Text to read:
For the earlier parts of this blog series see:
The year 1973 was a sign of the troubled times ahead for both Lebanon and MEA. Fighting between the PLO and the Lebanese military closed Beirut airport for 5 days but MEA was able to move its entire base of operations, including staff, to Cyprus. Then in October the Arab-Israeli War launched the entire region into chaos as the Arab nations undertook a surprise invasion of Israel. Lebanon was such a mess by this point that it fortunately could not become embroiled in such a conflict, but both these events highlighted how precarious MEA's position was. Rather than give out dividends the airline built up its stock of foreign currency to assist in future emergencies.
Despite this uncertainty MEA was profitable again in 1974 and ordered a trio of 747-200s. The Boeing 720 fleet was expanded to 16 aircraft with the addition of a trio of ex-Western Airlines Boeing 720-047Bs. Unfortunately this recovery was not to last as the simmering sectarian tensions ignited into a full scale civil war. Christian militias fought the PLO, Druze and Muslim militias and Beirut became a warzone. Traffic to Lebanon collapsed though initially at least Beirut Airport was treated as neautral ground. Over 1,500 MEA employees began sleeping at the airport.
1976 started poorly for MEA when one of its Boeing 720s, OD-AFT, was blown up in mid-air by a bomb en-route to Muscat. This was just the beginning as on June 27, 1976 one of the ex-Western 720s, OD-AGE, was caught on the ground at Beirut after deplaning its passengers and destroyed by rockets and cannon fire killing two crew. The airport was no longer neutral ground and MEA had to move its entire operation to stay in business.
Paris Orly became the airline's temporary home, with operations reduced to charters and contract flying. MEA wasn't finally able to fully return to Beirut until November 1976 after a closure of 168 days. Despite the ongoing troubles the lost 720s were replaced with a further pair of ex-Western Airlines aircraft arriving in 1977/78.
Sheik Najib who had carried the airline through since 1945 resigned in December 1977 for'personal reasons'. He left behind him a resolute airline able to face any challenge and there were plenty more in the future with regular hijackings in the late 1970s just the start.

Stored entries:
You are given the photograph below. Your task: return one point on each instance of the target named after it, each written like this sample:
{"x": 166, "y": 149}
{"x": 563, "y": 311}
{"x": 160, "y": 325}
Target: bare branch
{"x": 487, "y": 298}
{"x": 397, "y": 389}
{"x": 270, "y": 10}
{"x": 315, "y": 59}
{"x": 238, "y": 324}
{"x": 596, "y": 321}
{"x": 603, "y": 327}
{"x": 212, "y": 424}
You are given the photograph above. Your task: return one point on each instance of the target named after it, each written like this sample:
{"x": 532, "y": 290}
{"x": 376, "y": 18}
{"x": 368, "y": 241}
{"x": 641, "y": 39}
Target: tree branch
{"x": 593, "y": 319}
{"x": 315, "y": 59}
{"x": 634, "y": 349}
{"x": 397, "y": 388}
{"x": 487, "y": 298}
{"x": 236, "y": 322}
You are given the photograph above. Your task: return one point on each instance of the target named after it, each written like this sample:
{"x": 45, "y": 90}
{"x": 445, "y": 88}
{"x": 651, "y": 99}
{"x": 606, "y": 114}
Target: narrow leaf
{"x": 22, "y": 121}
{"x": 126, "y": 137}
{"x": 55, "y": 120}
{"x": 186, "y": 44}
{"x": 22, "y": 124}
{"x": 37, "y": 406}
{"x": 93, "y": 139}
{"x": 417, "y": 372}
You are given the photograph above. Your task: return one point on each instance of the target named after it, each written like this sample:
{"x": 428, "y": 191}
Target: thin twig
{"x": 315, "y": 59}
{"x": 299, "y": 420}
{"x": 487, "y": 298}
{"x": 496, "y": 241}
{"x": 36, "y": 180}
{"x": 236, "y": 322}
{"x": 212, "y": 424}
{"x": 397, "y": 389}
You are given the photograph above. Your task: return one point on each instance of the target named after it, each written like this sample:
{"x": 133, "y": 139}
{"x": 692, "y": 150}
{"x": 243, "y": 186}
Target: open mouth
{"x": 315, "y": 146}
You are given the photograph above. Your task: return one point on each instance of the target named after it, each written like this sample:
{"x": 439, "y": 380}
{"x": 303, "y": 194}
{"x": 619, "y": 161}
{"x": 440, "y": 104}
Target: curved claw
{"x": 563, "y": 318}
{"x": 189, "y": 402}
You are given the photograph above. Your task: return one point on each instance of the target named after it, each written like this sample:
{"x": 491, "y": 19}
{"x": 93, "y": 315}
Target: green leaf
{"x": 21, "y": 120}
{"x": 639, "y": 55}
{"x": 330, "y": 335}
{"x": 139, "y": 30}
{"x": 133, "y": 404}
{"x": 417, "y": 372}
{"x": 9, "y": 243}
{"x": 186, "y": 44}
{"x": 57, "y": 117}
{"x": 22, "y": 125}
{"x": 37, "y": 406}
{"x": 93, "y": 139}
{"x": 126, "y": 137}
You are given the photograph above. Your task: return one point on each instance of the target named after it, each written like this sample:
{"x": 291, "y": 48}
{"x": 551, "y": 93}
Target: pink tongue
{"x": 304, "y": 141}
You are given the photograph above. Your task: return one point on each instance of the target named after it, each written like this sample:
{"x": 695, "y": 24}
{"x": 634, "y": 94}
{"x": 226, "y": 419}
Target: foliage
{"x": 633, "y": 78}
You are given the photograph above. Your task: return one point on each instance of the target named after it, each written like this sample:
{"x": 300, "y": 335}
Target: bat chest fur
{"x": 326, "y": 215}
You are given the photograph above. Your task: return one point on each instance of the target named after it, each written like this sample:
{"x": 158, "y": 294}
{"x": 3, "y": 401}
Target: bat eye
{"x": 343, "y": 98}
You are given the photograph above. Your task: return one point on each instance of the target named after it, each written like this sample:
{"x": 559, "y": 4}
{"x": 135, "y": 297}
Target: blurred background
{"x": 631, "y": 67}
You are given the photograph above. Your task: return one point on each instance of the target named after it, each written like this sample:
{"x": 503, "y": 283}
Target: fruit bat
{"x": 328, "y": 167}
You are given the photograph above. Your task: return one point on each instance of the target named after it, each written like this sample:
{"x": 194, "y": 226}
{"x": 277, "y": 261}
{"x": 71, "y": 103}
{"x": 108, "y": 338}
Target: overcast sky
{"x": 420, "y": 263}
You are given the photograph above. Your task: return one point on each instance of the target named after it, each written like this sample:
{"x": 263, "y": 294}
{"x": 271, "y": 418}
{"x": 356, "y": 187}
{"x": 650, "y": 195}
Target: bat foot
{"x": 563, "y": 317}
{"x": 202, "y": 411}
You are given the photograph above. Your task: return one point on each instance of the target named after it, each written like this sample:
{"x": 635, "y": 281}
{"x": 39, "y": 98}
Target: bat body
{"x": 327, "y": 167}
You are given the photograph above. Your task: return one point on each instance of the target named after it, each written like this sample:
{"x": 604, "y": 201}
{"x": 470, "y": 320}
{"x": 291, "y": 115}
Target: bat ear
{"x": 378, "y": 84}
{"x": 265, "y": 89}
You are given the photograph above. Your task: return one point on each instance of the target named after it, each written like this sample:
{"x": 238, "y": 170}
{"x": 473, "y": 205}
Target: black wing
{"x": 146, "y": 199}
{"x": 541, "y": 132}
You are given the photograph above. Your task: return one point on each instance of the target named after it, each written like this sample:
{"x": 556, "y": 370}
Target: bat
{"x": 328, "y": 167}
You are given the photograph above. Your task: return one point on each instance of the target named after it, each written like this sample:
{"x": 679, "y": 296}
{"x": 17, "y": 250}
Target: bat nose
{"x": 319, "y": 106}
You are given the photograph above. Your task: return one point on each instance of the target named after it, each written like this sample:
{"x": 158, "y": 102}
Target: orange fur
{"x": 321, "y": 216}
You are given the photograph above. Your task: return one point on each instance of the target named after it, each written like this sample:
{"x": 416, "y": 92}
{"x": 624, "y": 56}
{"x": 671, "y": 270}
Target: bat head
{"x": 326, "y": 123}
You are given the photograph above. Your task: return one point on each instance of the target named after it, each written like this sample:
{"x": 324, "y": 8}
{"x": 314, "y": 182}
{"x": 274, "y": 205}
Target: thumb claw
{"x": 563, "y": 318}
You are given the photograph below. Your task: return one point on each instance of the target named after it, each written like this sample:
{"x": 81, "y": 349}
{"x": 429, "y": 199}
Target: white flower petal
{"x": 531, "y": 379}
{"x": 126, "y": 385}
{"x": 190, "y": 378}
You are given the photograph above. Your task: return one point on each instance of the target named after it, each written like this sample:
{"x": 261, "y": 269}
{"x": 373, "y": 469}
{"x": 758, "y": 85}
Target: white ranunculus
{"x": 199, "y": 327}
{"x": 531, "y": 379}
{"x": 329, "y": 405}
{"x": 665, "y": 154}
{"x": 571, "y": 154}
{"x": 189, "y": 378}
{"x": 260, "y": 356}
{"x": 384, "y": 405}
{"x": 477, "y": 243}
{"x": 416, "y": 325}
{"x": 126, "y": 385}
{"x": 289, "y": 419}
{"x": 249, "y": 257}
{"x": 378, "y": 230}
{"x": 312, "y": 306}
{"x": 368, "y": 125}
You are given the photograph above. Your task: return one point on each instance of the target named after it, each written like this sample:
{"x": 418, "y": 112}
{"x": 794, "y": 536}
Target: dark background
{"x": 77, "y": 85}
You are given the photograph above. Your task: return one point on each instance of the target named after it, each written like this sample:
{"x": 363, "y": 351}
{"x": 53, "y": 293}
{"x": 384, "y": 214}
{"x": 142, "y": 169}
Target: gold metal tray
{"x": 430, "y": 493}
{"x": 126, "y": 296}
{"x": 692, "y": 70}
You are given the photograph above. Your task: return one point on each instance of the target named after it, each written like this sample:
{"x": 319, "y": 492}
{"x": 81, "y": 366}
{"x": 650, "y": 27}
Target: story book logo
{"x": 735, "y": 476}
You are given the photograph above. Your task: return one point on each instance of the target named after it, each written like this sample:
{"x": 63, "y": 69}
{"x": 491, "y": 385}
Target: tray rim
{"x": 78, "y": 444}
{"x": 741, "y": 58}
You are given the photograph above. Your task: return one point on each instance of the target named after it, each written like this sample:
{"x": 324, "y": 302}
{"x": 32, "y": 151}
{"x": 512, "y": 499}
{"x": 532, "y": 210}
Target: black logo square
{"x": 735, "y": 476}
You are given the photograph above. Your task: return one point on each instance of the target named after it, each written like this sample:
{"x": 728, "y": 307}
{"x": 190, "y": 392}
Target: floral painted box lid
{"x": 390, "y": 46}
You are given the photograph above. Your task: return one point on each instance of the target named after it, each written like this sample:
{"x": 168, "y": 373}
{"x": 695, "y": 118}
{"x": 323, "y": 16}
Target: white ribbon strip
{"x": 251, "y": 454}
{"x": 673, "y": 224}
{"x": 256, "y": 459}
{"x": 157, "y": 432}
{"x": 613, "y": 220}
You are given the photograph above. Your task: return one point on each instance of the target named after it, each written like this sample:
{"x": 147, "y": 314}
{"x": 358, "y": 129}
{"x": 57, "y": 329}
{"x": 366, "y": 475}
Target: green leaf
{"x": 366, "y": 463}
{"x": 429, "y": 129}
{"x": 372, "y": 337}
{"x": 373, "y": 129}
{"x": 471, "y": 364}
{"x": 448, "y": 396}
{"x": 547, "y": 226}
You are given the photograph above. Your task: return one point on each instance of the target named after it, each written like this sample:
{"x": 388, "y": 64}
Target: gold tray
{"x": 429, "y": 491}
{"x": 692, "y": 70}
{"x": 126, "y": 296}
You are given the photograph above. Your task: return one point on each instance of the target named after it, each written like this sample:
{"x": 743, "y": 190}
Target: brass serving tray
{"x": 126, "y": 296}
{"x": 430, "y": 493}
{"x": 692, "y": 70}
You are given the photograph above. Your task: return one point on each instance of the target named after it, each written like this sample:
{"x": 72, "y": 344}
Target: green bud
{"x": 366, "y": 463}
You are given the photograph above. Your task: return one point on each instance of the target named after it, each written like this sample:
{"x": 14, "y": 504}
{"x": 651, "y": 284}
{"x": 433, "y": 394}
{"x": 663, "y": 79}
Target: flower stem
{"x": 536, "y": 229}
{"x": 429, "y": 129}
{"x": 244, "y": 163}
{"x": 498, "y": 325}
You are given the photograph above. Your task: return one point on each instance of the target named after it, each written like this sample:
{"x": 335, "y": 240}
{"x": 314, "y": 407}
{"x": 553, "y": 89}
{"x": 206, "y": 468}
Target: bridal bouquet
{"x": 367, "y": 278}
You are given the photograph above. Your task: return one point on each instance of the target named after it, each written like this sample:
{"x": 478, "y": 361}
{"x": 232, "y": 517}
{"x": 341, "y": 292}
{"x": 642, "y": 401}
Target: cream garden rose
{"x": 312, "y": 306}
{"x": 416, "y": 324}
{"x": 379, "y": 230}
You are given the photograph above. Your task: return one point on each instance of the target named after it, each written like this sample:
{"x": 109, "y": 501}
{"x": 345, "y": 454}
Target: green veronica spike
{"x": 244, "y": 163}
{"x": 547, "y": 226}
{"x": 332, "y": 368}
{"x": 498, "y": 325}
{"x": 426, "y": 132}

Short exercise:
According to the airline history text, which airport became MEA's temporary home after it left Beirut in 1976? These rows were taken from a different source than the airline history text.

Output below:
Paris Orly